Image location labeling entries:
########################################

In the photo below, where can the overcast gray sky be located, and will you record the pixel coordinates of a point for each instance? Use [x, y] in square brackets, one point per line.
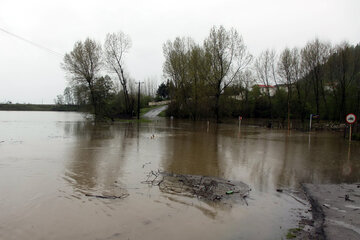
[32, 75]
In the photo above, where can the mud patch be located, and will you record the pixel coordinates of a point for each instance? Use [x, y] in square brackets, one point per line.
[202, 187]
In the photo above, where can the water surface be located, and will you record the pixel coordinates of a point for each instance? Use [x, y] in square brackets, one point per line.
[49, 161]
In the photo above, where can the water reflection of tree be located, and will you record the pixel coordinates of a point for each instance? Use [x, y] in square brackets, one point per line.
[192, 150]
[98, 156]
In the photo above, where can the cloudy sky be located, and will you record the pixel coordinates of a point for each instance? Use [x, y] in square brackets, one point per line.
[29, 74]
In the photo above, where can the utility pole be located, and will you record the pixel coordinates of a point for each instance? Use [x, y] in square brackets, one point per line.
[139, 99]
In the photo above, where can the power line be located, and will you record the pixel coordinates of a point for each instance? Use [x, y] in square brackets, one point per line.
[32, 43]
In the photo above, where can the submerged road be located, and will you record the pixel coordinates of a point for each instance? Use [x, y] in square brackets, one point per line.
[153, 113]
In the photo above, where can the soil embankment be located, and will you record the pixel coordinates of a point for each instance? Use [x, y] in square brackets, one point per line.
[336, 210]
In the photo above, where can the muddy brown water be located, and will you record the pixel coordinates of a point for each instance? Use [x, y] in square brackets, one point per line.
[50, 161]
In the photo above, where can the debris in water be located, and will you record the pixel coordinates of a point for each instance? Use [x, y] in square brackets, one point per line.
[108, 196]
[208, 188]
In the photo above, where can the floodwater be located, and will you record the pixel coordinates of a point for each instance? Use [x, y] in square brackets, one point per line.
[49, 161]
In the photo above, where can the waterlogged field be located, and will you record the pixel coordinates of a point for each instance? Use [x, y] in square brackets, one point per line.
[54, 164]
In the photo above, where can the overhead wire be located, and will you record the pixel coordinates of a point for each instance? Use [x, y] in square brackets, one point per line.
[31, 42]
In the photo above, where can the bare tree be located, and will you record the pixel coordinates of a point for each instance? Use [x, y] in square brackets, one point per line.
[115, 47]
[83, 64]
[288, 68]
[266, 73]
[314, 55]
[228, 57]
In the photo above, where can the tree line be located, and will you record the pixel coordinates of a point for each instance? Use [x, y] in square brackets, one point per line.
[220, 78]
[89, 67]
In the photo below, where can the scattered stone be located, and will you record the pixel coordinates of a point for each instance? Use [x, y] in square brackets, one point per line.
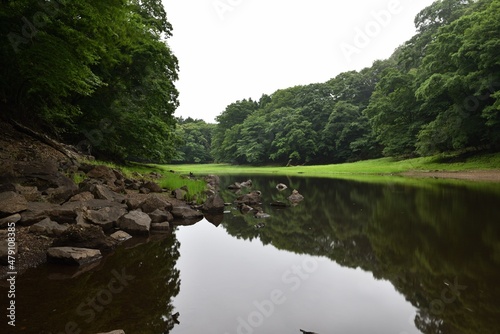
[31, 194]
[295, 197]
[160, 227]
[281, 186]
[153, 187]
[4, 222]
[213, 182]
[105, 217]
[245, 208]
[102, 173]
[179, 194]
[160, 216]
[73, 255]
[103, 192]
[82, 197]
[261, 215]
[4, 251]
[60, 194]
[153, 202]
[90, 236]
[279, 204]
[11, 202]
[135, 222]
[35, 212]
[252, 198]
[120, 236]
[132, 184]
[185, 212]
[246, 184]
[48, 227]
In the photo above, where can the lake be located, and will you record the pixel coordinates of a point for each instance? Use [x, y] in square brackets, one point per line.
[387, 257]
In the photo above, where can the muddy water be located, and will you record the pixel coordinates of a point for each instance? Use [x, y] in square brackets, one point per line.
[352, 257]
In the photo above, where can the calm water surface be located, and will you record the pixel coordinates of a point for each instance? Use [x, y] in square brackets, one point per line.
[352, 257]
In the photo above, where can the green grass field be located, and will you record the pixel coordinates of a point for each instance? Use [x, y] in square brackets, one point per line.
[383, 166]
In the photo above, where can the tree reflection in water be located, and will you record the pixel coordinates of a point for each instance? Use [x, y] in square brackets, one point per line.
[437, 242]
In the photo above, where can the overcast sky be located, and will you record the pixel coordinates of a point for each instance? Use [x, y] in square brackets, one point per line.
[229, 50]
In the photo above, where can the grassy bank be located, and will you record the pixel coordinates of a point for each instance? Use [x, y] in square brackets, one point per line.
[168, 180]
[384, 166]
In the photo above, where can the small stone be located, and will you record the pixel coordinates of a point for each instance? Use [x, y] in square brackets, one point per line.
[135, 222]
[120, 236]
[73, 255]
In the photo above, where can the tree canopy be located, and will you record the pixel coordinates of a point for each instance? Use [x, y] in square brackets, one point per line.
[96, 73]
[438, 92]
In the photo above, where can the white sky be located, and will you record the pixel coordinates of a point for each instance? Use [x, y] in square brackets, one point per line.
[229, 50]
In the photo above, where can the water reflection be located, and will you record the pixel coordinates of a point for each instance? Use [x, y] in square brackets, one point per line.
[131, 289]
[437, 243]
[432, 247]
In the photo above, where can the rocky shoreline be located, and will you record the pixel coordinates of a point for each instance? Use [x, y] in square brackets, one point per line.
[54, 219]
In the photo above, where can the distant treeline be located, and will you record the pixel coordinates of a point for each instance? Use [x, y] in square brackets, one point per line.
[439, 92]
[100, 75]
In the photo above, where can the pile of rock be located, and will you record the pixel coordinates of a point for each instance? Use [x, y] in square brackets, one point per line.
[86, 220]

########################################

▸ **What you have to do**
Find the line that contains "In the photo above, where can the small". Repeat it and every line after it, exactly as written, up to and including the last line of the records above.

▸ **Completed exercise**
In the photo above, where can the small stone be located, and will you record the pixel coordinates of a point for each instance? Use [x, y] in square brackets, one point per line.
[135, 222]
[120, 236]
[73, 255]
In the photo above, where can the tree canopy be located, and will you record the pixel coordinates of a point for each instance? Use [x, y] in square brackets, one point per line.
[96, 73]
[438, 92]
In the photo above, where can the white sky be located, and will you record the pixel coordinates of a point for each instance? Use [x, y] in square brackets, one point per line.
[229, 50]
In the photo above, where can the water reflection be located, and will you record the pixel coordinates of a point for each instance? Use [x, y] in square brackets, one point per line.
[131, 289]
[437, 243]
[432, 247]
In the photo above, where can the rocky shoreline be located, and will you record the pixel coordinates of a point for each instance? Use [x, y] in square brackets, one point per line.
[54, 219]
In the photo above, where can the distant treeline be located, and will you record the pixel coordinates of a point for each instance? Use [x, y] in square brackets, one point per line.
[439, 92]
[100, 75]
In the photo above, where can the pile of rock be located, and will you record the pixel coordinates of a point for each instance? Use [x, y] in square brackets, one point per line.
[86, 220]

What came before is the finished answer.